#### Given records ####

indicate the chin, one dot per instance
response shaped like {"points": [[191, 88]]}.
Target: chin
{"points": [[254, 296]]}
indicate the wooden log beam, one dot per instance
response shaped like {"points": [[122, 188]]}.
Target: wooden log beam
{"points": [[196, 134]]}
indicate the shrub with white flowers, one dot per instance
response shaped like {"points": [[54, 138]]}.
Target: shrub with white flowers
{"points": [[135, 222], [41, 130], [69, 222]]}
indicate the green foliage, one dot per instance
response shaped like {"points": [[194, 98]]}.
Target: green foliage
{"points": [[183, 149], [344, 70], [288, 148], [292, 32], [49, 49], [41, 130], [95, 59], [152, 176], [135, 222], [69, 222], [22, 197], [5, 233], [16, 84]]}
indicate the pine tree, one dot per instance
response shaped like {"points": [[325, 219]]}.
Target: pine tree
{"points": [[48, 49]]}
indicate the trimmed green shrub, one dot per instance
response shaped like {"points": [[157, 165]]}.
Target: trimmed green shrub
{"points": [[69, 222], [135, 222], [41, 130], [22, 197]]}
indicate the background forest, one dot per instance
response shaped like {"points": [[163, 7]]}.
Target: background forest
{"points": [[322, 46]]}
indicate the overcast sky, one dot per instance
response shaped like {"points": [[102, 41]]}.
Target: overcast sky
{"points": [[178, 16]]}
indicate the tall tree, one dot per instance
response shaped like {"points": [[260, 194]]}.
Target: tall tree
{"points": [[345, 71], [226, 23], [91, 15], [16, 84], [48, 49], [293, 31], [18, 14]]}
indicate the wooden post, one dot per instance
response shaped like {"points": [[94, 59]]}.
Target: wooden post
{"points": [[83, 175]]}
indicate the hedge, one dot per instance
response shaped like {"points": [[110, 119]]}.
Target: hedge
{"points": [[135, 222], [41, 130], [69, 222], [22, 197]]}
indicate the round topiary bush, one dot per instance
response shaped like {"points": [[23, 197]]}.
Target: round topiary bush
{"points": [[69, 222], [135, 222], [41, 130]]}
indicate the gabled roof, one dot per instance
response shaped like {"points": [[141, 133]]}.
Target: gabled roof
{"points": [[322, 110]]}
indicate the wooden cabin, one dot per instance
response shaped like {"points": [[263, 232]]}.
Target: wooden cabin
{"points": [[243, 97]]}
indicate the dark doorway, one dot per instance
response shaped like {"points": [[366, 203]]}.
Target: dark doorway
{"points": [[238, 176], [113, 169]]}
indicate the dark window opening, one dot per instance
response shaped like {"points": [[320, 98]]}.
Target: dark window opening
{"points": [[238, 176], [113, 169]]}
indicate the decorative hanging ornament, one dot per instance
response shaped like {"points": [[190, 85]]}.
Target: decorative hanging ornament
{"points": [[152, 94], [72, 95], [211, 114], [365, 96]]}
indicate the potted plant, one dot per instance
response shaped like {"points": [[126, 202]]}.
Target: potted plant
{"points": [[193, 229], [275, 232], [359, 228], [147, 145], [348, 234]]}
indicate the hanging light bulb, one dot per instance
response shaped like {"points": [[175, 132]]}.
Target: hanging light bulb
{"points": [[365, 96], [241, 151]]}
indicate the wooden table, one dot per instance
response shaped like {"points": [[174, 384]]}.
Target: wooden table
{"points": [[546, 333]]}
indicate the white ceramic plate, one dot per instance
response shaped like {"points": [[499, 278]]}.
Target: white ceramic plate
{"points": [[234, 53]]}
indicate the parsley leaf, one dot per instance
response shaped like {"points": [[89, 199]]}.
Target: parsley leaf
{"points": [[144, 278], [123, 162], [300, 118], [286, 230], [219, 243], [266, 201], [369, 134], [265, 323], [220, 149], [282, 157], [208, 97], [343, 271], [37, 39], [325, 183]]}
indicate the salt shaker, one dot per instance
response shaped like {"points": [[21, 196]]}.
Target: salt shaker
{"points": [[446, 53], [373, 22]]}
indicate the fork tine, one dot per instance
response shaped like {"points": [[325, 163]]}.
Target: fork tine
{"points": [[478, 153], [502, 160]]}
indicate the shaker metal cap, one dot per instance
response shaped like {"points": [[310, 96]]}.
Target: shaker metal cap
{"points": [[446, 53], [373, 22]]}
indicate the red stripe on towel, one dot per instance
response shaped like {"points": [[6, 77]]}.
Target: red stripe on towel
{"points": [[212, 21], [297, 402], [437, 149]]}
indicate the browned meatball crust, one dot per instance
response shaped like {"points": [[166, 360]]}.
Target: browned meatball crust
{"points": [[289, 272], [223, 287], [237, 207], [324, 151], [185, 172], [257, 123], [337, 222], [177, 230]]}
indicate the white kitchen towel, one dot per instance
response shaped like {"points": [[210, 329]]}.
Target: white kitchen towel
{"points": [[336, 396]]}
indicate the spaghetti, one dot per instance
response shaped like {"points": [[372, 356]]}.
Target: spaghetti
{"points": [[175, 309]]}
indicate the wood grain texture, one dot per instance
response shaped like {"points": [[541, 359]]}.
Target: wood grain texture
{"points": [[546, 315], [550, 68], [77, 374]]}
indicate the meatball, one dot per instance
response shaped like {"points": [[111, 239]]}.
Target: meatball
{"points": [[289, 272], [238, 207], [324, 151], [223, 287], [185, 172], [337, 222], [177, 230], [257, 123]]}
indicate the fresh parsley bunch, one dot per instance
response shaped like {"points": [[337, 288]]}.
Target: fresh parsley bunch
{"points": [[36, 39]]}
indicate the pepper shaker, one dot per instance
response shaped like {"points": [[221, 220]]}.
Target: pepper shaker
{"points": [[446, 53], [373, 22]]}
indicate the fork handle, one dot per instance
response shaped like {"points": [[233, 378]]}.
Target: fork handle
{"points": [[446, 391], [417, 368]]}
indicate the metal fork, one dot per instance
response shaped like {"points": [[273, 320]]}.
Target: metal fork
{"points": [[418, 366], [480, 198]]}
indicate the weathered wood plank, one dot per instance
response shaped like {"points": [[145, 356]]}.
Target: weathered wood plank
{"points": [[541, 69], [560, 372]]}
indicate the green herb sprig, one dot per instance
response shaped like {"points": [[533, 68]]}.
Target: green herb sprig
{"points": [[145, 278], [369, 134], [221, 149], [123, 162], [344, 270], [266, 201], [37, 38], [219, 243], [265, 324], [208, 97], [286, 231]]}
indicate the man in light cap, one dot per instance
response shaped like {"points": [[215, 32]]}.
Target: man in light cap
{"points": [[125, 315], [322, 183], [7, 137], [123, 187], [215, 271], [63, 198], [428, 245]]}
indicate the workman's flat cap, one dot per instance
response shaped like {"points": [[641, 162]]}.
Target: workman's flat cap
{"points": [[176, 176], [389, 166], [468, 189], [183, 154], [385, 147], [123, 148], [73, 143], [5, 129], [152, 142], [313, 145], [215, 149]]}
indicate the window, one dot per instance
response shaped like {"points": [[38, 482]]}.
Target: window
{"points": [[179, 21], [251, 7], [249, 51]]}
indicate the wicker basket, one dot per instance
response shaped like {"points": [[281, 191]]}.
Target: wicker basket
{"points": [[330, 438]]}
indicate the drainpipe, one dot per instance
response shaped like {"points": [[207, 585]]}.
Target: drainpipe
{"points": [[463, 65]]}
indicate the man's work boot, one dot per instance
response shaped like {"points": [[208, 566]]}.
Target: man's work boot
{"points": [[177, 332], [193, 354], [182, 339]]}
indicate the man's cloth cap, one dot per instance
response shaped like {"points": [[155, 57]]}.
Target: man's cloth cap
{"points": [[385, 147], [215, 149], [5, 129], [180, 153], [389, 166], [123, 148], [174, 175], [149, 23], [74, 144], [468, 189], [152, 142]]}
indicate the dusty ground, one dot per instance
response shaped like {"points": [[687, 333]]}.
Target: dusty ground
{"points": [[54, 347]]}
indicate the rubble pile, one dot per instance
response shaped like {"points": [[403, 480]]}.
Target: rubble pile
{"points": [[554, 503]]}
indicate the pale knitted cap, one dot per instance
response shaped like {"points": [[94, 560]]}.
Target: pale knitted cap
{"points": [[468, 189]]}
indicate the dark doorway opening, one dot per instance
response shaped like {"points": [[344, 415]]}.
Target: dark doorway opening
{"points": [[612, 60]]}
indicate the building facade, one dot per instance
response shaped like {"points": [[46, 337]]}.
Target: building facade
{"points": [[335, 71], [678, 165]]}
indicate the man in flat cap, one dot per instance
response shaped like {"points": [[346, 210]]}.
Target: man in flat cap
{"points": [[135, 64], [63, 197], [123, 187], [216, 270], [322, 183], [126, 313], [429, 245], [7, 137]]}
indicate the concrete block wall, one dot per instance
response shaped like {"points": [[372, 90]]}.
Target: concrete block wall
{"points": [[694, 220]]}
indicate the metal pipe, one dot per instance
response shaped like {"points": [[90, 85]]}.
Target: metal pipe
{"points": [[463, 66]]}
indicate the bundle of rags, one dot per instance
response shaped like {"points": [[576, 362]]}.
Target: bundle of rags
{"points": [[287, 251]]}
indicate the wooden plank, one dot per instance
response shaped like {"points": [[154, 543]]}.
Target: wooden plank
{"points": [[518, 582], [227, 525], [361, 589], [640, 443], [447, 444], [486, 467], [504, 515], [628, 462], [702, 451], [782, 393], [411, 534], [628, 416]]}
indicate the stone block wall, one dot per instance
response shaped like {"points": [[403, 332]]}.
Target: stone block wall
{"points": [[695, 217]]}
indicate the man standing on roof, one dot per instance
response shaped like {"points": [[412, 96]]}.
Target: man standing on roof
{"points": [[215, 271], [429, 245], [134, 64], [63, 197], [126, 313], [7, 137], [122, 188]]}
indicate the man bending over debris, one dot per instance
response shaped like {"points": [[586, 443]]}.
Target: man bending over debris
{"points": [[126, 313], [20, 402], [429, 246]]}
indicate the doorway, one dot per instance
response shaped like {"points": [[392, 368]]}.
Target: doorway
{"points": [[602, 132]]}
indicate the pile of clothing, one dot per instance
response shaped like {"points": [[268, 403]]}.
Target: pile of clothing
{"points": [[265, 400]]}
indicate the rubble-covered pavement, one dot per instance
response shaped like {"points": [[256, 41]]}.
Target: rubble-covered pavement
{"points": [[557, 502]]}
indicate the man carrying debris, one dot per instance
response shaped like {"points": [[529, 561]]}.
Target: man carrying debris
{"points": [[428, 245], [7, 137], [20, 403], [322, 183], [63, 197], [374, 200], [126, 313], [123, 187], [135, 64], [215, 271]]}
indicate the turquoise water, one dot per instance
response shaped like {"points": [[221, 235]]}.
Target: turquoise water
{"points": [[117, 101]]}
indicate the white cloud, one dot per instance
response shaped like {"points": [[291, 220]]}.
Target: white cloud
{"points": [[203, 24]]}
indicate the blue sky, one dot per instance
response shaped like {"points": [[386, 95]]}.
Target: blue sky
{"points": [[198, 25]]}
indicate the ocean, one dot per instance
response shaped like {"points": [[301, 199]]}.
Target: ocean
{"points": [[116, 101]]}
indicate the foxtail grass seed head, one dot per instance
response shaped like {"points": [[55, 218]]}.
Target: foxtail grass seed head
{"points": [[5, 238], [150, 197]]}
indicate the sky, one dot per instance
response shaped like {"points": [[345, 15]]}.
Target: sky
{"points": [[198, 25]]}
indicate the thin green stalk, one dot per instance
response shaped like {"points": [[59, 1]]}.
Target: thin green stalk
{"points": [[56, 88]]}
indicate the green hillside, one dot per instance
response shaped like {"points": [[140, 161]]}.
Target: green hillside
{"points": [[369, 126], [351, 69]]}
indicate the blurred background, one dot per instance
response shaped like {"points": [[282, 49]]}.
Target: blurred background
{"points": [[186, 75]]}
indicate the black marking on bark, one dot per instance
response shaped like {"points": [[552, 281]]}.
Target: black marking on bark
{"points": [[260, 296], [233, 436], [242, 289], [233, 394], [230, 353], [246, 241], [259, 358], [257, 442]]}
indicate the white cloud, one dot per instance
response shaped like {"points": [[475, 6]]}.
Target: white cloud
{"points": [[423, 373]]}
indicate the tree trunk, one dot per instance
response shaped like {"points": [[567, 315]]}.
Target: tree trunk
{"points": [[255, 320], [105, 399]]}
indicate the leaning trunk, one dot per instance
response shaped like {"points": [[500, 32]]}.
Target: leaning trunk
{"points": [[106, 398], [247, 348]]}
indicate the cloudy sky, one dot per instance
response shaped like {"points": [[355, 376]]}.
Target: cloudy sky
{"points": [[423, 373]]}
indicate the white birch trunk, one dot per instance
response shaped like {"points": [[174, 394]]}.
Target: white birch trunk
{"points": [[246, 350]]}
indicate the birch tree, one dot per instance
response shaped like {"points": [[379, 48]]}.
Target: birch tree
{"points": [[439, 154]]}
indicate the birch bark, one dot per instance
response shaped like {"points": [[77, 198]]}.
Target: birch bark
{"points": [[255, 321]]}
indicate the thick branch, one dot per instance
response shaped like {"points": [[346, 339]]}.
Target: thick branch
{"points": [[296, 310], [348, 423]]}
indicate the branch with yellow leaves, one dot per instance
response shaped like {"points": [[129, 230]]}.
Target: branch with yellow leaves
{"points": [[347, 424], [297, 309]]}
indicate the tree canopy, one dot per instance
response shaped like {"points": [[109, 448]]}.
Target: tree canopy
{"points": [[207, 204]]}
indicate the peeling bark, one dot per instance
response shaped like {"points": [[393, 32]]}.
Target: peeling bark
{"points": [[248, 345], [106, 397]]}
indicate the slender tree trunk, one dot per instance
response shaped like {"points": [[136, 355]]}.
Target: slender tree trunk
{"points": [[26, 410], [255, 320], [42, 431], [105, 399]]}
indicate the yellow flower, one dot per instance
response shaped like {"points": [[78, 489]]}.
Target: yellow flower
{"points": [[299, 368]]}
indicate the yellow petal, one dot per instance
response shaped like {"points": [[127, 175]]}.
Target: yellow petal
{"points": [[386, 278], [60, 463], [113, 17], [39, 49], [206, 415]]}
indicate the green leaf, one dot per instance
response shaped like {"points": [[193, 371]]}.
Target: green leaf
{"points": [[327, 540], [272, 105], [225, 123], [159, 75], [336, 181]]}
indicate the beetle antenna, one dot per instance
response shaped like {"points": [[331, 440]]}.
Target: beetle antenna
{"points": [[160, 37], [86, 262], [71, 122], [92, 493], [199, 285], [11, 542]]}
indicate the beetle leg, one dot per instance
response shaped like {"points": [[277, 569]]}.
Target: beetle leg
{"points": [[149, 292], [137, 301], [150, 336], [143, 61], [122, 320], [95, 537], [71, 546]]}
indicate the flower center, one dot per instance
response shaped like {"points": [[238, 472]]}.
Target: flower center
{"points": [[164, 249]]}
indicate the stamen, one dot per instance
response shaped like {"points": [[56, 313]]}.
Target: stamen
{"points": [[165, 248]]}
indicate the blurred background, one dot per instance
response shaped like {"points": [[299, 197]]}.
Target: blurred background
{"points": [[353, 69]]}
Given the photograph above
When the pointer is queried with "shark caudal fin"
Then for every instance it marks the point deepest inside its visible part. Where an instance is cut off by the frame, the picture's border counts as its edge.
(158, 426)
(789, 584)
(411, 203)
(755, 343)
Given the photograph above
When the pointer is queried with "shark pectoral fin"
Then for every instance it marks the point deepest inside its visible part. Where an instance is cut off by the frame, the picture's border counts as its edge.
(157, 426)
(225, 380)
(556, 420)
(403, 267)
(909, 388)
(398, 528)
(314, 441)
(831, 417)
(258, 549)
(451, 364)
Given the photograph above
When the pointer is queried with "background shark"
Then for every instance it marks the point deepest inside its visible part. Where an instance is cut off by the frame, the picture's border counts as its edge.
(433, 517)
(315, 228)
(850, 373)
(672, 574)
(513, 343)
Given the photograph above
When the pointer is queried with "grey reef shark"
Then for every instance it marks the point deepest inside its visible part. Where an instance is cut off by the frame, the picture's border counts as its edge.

####

**Problem details**
Extract, verbatim, the lines from the one containing "indicate the flower" through the last line of the listing above.

**Output of the task**
indicate the flower center, one dot per instance
response shaped like {"points": [[238, 472]]}.
Target: flower center
{"points": [[164, 249]]}
indicate the stamen, one dot per instance
response shaped like {"points": [[56, 313]]}.
Target: stamen
{"points": [[165, 248]]}
indicate the blurred background, one dot per instance
response shaped like {"points": [[299, 197]]}.
Target: blurred background
{"points": [[353, 69]]}
Given the photograph above
When the pointer is queried with "shark caudal fin"
Then for every instance it marks the point deepest inside its visible part. Where an instance is cut off by the frame, the picture's border counts as its edge.
(158, 426)
(789, 584)
(411, 203)
(755, 343)
Given the photograph above
When the pointer is queried with "shark pectoral fin"
Then for every instance it marks the point deepest inside its visible part. Where an instance is cut off by the frame, the picture's border counts as its edge.
(157, 426)
(225, 380)
(556, 420)
(403, 267)
(909, 388)
(398, 528)
(314, 441)
(831, 417)
(258, 549)
(451, 364)
Given the photograph above
When the pointer is queried with "background shark"
Then for every instance it marks the point deepest inside its visible part. Where an instance is cut off by the frame, the picture's border counts as its edge.
(433, 517)
(315, 228)
(850, 373)
(672, 574)
(513, 343)
Given the photograph above
When the pointer is queried with "grey reef shark"
Then for every instance it marks the point deepest inside its visible part. Where an instance is cut off by the frame, the picture's border counts as its edge.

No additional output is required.